** Data listing **
▬▬▬▬▬▬▬▬▬▬

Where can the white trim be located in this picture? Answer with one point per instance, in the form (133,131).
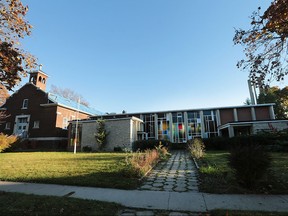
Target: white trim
(189,110)
(48,138)
(16,121)
(23,103)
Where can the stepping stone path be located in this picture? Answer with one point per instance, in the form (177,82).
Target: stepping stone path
(178,174)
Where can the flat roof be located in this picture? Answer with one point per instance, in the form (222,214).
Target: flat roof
(185,110)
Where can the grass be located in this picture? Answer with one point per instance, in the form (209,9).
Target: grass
(245,213)
(21,204)
(82,169)
(217,177)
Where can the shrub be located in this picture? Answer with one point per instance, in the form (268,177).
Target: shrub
(138,164)
(196,148)
(87,149)
(101,134)
(163,152)
(6,141)
(249,162)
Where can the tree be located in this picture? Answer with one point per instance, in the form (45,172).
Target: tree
(14,61)
(247,101)
(69,94)
(279,97)
(4,94)
(265,44)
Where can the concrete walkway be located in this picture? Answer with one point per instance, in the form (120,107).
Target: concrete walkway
(178,174)
(171,186)
(163,200)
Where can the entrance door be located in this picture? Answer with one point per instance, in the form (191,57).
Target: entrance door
(22,126)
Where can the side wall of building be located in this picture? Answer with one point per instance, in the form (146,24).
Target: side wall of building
(120,133)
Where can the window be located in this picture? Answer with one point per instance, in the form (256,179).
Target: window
(65,123)
(25,104)
(8,126)
(36,124)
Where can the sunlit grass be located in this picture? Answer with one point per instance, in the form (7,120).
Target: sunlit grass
(86,169)
(217,177)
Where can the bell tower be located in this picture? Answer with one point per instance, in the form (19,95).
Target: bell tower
(39,78)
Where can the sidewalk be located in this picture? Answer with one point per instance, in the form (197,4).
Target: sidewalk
(162,200)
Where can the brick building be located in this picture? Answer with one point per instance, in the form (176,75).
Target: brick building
(178,126)
(40,117)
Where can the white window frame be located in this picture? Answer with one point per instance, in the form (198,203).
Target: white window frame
(65,123)
(25,104)
(36,124)
(8,126)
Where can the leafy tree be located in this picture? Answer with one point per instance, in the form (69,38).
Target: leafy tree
(265,44)
(14,61)
(101,134)
(4,94)
(279,97)
(247,101)
(68,93)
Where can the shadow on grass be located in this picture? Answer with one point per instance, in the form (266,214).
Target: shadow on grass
(99,179)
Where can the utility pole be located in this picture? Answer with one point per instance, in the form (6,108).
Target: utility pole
(76,129)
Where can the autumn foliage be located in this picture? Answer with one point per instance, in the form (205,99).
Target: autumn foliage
(265,44)
(14,61)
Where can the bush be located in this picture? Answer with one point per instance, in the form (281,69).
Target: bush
(250,162)
(142,145)
(196,148)
(163,152)
(87,149)
(6,141)
(271,141)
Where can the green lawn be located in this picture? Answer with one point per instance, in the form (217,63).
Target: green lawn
(84,169)
(216,177)
(21,204)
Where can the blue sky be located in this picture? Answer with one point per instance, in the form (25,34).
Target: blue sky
(143,55)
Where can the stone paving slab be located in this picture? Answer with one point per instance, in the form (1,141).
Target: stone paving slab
(179,173)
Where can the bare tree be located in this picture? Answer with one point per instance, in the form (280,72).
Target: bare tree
(69,94)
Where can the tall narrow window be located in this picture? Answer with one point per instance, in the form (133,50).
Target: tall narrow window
(36,124)
(65,123)
(25,104)
(7,125)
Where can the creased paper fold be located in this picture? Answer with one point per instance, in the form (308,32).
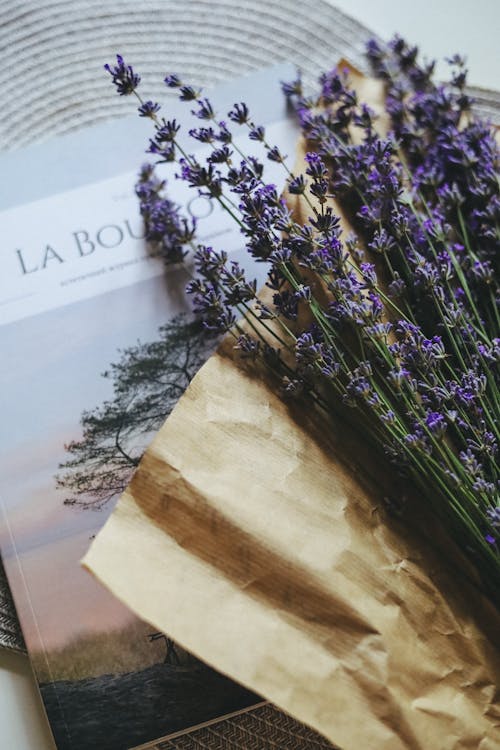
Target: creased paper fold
(247,540)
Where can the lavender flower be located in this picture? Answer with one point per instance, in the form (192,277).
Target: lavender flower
(399,320)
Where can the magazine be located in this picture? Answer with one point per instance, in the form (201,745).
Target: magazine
(98,343)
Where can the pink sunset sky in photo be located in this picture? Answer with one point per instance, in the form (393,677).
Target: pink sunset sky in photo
(56,599)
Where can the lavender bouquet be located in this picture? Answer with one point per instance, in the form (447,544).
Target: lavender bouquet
(393,326)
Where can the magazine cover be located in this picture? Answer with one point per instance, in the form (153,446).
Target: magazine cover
(98,343)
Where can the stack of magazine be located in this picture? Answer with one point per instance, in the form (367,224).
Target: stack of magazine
(98,343)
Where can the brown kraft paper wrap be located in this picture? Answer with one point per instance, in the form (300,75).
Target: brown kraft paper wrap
(251,536)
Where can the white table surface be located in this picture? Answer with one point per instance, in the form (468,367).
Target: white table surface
(441,28)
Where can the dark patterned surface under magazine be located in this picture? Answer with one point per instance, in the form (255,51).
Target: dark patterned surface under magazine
(261,728)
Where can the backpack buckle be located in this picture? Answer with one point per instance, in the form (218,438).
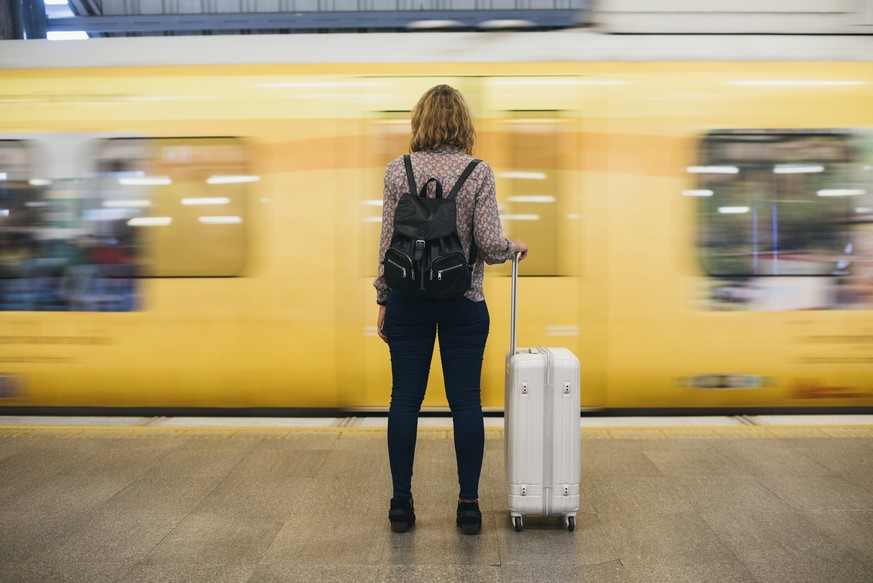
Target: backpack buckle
(418,249)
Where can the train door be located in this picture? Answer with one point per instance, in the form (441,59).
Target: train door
(364,375)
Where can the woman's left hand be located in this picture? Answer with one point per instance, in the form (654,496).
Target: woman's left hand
(380,323)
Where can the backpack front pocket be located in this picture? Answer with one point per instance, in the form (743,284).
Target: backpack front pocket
(399,273)
(449,276)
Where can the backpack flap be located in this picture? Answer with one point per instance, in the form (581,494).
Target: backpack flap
(425,218)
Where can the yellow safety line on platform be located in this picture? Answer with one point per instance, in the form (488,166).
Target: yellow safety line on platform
(702,431)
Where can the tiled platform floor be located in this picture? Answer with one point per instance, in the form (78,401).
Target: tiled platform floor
(170,502)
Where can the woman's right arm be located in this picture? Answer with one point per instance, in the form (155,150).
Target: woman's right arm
(490,242)
(390,195)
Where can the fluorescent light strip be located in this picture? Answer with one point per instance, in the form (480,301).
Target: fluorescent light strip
(524,175)
(532,198)
(232,179)
(797,168)
(205,201)
(841,192)
(713,170)
(220,220)
(534,82)
(150,221)
(67,35)
(135,203)
(145,181)
(798,83)
(520,217)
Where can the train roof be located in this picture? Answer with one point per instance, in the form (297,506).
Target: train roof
(573,45)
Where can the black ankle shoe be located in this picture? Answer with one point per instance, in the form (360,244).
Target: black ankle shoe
(401,515)
(469,517)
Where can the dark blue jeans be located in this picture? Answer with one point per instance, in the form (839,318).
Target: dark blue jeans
(411,325)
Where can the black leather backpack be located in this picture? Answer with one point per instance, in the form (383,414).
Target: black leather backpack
(426,258)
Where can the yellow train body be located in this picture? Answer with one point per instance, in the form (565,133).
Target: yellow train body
(614,274)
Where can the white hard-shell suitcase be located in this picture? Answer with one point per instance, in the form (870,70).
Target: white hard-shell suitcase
(541,429)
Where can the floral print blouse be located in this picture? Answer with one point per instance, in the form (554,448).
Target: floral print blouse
(476,203)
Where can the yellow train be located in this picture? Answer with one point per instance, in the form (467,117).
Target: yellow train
(193,222)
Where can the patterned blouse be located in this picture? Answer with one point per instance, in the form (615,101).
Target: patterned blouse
(476,203)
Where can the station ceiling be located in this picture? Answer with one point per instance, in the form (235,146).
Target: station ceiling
(210,17)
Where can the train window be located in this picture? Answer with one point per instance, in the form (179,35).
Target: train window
(25,270)
(774,202)
(528,192)
(390,138)
(184,198)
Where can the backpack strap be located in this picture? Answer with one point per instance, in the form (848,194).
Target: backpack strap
(410,177)
(463,178)
(457,187)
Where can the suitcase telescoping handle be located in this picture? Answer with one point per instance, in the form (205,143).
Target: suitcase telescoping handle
(513,303)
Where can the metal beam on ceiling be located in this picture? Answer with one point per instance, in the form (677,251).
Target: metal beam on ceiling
(305,21)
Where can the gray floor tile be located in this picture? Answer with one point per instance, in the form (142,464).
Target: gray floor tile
(601,458)
(65,572)
(162,495)
(199,460)
(436,540)
(26,533)
(681,539)
(216,540)
(545,541)
(189,573)
(611,572)
(72,492)
(641,495)
(254,495)
(110,536)
(315,574)
(325,540)
(816,493)
(846,570)
(439,574)
(689,463)
(311,506)
(852,529)
(763,536)
(274,459)
(762,457)
(727,570)
(736,493)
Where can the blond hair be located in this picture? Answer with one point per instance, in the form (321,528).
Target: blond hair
(442,118)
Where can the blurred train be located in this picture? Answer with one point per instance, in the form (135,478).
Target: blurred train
(192,223)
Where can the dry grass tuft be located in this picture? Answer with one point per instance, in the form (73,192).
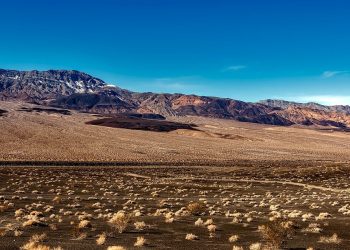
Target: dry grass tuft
(334,239)
(140,242)
(191,237)
(116,248)
(276,233)
(120,221)
(196,208)
(101,239)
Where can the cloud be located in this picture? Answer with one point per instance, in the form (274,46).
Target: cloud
(330,73)
(235,68)
(323,99)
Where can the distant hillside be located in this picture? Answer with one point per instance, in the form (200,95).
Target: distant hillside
(80,91)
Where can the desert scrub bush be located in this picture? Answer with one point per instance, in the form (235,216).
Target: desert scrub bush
(120,221)
(276,233)
(140,242)
(84,224)
(334,239)
(256,246)
(38,238)
(233,238)
(140,225)
(237,248)
(101,239)
(116,248)
(191,237)
(196,208)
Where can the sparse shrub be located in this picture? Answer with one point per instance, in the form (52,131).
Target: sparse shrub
(237,248)
(116,248)
(334,239)
(276,233)
(196,208)
(84,224)
(191,237)
(233,238)
(38,238)
(211,228)
(255,246)
(101,239)
(140,241)
(199,222)
(120,221)
(140,225)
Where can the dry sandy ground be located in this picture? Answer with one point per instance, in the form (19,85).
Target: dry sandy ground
(47,137)
(72,206)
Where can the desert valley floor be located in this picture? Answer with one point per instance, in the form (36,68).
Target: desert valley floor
(222,185)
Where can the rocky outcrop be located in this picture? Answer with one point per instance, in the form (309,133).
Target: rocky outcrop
(80,91)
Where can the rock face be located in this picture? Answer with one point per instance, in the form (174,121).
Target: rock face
(80,91)
(39,86)
(310,105)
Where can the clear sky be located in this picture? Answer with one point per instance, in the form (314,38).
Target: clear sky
(242,49)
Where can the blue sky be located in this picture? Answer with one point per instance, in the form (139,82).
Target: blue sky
(242,49)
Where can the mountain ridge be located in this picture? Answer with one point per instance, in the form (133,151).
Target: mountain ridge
(73,89)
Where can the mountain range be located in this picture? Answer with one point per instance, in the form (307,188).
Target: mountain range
(72,89)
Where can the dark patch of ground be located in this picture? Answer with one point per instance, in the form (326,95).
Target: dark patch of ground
(132,122)
(46,110)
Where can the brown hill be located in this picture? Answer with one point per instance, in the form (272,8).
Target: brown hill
(80,91)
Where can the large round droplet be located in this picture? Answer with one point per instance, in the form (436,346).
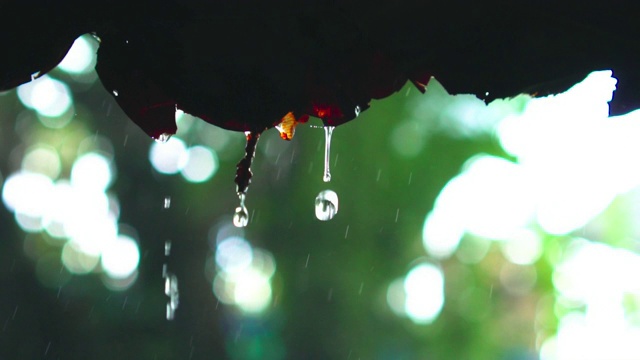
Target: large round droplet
(241,216)
(326,205)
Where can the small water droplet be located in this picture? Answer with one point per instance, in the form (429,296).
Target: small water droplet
(171,290)
(241,216)
(326,205)
(163,138)
(167,248)
(328,131)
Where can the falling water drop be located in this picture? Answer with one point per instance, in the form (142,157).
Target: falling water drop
(328,131)
(241,216)
(326,205)
(167,248)
(171,290)
(163,138)
(243,178)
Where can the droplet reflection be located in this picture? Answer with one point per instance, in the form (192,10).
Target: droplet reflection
(163,138)
(328,130)
(326,205)
(241,216)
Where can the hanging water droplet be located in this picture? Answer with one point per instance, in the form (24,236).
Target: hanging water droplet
(241,216)
(171,290)
(326,205)
(163,138)
(167,248)
(328,131)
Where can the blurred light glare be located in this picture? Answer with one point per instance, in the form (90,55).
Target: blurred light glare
(47,96)
(120,257)
(44,160)
(233,255)
(553,140)
(169,157)
(81,57)
(596,278)
(200,165)
(424,288)
(441,233)
(29,223)
(91,171)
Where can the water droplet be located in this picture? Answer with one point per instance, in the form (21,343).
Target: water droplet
(241,216)
(328,131)
(163,138)
(326,205)
(171,290)
(167,248)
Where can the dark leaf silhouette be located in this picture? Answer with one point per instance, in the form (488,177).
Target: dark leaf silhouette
(244,65)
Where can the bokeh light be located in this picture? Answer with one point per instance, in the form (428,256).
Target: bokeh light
(81,57)
(46,95)
(168,157)
(243,275)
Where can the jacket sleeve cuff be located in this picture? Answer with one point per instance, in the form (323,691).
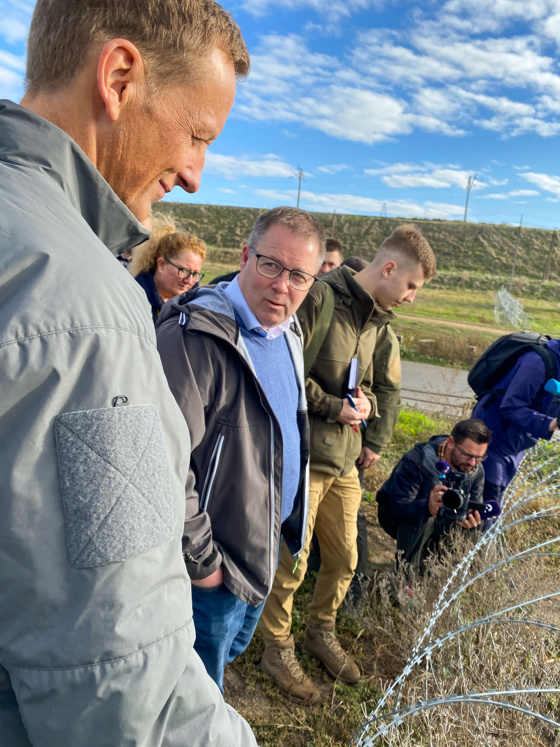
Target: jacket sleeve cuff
(209,565)
(335,408)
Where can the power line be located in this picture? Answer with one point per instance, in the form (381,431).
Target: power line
(470,184)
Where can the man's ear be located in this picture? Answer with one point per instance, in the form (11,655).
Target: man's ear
(389,268)
(121,76)
(244,257)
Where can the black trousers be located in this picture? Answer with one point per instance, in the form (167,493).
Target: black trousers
(416,543)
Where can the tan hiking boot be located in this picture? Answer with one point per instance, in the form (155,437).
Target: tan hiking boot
(324,645)
(280,663)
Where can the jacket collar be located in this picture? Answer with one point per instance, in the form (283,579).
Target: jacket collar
(35,144)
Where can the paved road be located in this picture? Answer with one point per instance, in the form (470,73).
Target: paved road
(434,388)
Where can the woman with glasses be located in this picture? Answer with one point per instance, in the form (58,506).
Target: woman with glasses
(167,264)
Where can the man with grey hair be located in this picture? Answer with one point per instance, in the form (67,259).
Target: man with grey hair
(96,629)
(233,358)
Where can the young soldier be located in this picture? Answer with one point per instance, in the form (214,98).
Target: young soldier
(362,305)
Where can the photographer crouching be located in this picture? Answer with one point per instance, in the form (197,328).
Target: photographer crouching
(437,486)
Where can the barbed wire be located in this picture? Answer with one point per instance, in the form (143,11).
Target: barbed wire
(498,557)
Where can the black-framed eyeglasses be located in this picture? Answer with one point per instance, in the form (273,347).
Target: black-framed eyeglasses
(271,268)
(185,272)
(470,456)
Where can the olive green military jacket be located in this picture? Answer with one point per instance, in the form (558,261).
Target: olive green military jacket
(387,389)
(353,332)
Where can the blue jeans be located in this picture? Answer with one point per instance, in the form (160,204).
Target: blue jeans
(224,627)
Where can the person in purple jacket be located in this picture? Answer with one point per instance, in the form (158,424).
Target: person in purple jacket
(519,412)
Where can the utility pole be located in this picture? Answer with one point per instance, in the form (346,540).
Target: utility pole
(299,176)
(548,263)
(515,253)
(470,184)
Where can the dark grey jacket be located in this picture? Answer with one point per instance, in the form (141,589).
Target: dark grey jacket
(96,628)
(406,493)
(234,492)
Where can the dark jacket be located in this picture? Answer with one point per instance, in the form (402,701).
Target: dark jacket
(405,494)
(518,413)
(234,491)
(352,332)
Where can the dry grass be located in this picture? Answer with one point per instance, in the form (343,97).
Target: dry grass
(485,654)
(514,651)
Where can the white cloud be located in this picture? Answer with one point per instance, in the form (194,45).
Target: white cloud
(13,30)
(400,176)
(334,168)
(545,181)
(333,10)
(233,167)
(353,204)
(13,61)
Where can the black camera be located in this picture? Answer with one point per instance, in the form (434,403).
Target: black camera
(456,503)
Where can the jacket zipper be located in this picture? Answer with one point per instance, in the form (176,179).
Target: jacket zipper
(210,477)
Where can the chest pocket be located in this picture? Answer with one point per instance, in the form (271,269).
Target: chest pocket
(116,489)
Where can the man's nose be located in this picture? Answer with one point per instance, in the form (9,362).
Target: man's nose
(189,177)
(282,282)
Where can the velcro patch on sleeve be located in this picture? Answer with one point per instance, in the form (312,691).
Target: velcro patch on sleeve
(116,488)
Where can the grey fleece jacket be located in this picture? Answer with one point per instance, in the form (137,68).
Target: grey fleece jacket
(234,492)
(96,627)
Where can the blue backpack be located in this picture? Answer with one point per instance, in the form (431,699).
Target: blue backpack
(502,355)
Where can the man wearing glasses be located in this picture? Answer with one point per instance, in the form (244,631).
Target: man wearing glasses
(233,358)
(411,499)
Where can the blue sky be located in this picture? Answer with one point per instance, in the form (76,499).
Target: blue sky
(387,105)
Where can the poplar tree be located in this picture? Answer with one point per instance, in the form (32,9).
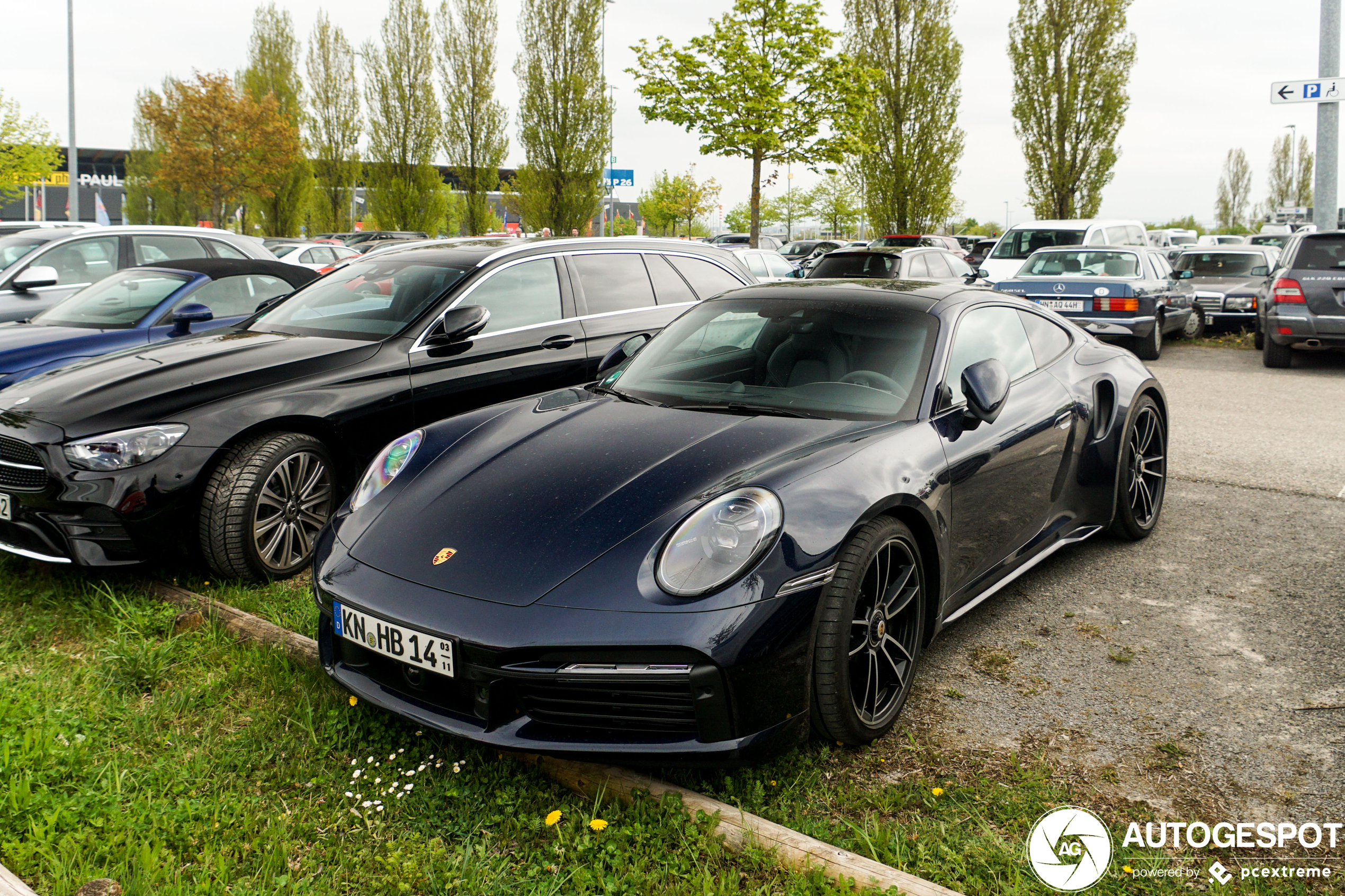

▬▬▬▬▬▬▬▬▬▬

** Task brief **
Return every line from the rows above that contains the string "train".

** Reply to the exercise **
Where can the train door be located in this picture? Answer with one point per instance, in the form (441,59).
Target: train door
Where can the train roof be located in this picture? Answer with one point per instance, in the form (297,506).
Target: train roof
Where can the yellow train body be located in this picture? Answer with one point per instance, in the form (565,133).
Target: yellow train body
Where can the yellow train be located in this picture? Answer with one point per instance, in the form (467,117).
Target: yellow train
Where can the train window be located in this picture? Answer with one point per instance, in the form (179,35).
Target: train window
Where can the blurred train be located in this picture? Answer with one point per instance, in the form (135,478).
Target: blurred train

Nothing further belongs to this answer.